__Passage to read__
════

Judging by joint press statements issued after the trip, it seems unlikely that anything major was discussed between Putin and his host, President Ilham Aliyev. There was some mention of increasing bilateral trade and the usual inking of inter-governmental agreements in non-critical sectors such as health care, education, climate change and food safety. But perhaps the most significant topic was the Azerbaijan-Armenia peace talks, which have been ongoing since Baku’s victory in the 2020 war. While acknowledging that “Russia is also facing crises, first of all on the Ukrainian track,” Putin also said, “If we can do something so that we can sign a peace agreement with Azerbaijan and Armenia, complete the delimitation and demarcation of the border … unblock logistics and the economy, we would be very glad.”

The statement brings home the fact that Moscow understands how much geopolitical ground it has lost in the South Caucasus, its decline caused by the outcome of the 2020 Nagorno-Karabakh war. Azerbaijan’s victory, aided as it was by Turkey, shifted the regional balance of power in Baku’s favor, while Armenia’s belief that Russia failed to sufficiently aid it in the conflict soured relations with its former ally in Moscow.

Putin’s choice of words in the offer to help mediate between the two sides is also telling. Moscow came late to the party, but it is trying to use its influence in Azerbaijan to position itself as a guarantor of peace. It certainly does not want Turkey, much less the West, to claim that role, especially in a region so critical to Russian security. Moscow knows that Yerevan is now gravitating toward the West, but Baku’s cold relations with the U.S. and Europe give it an opportunity to disrupt the process.

The question is: How reliable is Russia as a partner if it can’t protect its own territory from Ukraine? This is why the timing of this visit is odd. Baku may not need Moscow’s help to mediate with Yerevan, but Russia is its northern neighbor, and there are long, deep and extensive ties between the two. Azerbaijan can’t help but be worried about what it sees as continued setbacks for the Kremlin. The war in Ukraine – and Russia’s overall strategic interests – therefore had to be front and center between Putin and Aliyev, even if it didn’t make it into the official readouts. Recall, too, that the two met only a few months ago in Moscow. It’s hard to believe that Putin, in such a small amount of time, would need to address more than he already had in April and with someone he had otherwise not bothered to visit in years.

════

__Data section__

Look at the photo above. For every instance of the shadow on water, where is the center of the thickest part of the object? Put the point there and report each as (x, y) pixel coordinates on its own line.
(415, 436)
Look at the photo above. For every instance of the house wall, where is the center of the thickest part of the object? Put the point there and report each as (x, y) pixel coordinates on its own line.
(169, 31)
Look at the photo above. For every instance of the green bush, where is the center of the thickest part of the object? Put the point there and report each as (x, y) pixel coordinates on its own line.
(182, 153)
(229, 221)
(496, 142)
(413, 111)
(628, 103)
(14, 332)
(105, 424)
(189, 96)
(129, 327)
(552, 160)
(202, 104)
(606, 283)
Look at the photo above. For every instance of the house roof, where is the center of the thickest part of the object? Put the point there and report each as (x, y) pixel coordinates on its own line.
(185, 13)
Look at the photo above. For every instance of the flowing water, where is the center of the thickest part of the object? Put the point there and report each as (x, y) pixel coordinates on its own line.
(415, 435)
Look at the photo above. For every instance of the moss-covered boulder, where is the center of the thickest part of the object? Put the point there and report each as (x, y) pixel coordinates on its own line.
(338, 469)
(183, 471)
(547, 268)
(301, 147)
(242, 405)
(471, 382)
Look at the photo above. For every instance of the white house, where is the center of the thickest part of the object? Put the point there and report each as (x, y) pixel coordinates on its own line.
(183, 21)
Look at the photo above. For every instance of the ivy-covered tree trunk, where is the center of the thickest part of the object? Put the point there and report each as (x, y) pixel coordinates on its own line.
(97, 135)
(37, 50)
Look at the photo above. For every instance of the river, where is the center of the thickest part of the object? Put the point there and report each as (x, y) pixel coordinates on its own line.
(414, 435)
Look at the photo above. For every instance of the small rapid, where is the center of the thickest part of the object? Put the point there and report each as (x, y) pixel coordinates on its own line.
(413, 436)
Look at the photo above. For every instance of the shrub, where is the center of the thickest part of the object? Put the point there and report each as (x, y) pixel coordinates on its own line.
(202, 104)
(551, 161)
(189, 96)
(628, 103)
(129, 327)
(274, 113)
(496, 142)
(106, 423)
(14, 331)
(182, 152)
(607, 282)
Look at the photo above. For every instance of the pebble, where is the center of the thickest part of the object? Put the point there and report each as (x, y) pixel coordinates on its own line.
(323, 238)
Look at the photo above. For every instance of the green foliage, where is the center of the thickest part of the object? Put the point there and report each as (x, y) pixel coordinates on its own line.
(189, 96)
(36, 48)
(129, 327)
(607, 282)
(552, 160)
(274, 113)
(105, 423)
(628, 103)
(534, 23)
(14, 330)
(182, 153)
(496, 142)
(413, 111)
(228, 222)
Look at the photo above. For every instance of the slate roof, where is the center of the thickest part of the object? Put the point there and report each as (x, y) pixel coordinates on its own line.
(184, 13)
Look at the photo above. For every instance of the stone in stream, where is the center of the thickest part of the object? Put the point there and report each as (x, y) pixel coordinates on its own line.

════

__Your instructions__
Retype the stretch of the passage on Putin's visit to Azerbaijan from "Putin’s choice of" through "disrupt the process.". Work only from the passage on Putin's visit to Azerbaijan, not from the rows.

__The output__
Putin’s choice of words in the offer to help mediate between the two sides is also telling. Moscow came late to the party, but it is trying to use its influence in Azerbaijan to position itself as a guarantor of peace. It certainly does not want Turkey, much less the West, to claim that role, especially in a region so critical to Russian security. Moscow knows that Yerevan is now gravitating toward the West, but Baku’s cold relations with the U.S. and Europe give it an opportunity to disrupt the process.